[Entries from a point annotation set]
★ ★ ★ ★
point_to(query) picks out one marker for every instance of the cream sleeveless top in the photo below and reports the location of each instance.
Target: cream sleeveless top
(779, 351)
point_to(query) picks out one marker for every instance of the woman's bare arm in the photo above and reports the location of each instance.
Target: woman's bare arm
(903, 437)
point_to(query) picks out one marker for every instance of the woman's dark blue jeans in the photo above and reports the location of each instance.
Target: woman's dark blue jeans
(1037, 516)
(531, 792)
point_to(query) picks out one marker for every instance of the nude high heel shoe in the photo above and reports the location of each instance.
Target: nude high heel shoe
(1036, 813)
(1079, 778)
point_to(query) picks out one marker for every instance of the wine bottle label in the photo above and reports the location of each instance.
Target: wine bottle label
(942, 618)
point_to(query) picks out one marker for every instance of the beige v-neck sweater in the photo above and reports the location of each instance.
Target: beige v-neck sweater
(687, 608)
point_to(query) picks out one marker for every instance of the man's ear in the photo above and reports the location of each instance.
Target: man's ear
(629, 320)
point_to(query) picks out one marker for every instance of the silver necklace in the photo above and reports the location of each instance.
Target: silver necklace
★ ★ ★ ★
## What to work on
Could you recast the records as a numbered list, starting at the line that contains "the woman's bare" and running through the end of the records, with blank lines left out?

## Solution
1. point_to(query) picks out one marker for every instance of the woman's bare arm in the photo above and reports the location of each instance.
2. Target: woman's bare arm
3. (903, 437)
4. point_to(query) picks out one marker for every instance of the woman's dark blue jeans in the photo above and reports the location of each instance.
5. Target: woman's dark blue jeans
6. (1037, 516)
7. (531, 792)
8. point_to(query) picks out one marker for every instance of the nude high heel shoe in the photo above and reports the location of each instance.
9. Target: nude high heel shoe
10. (1036, 813)
11. (1079, 778)
12. point_to(query) picks out one marker for every instance of the wine bottle label in the photo above and reports the location of each instance.
13. Target: wine bottle label
14. (942, 618)
15. point_to(query) picks out one marker for every instance of the beige v-neck sweater in the photo above and reports the location of each instance.
16. Target: beige v-neck sweater
17. (687, 608)
18. point_to(query) picks out one marker for every instance of the man's ear in the photo above and reports the location of each instance.
19. Target: man's ear
20. (629, 320)
21. point_to(query) picks out one marker for every instance of the silver necklace in the photo above and reports the location of each instance.
22. Target: silver necklace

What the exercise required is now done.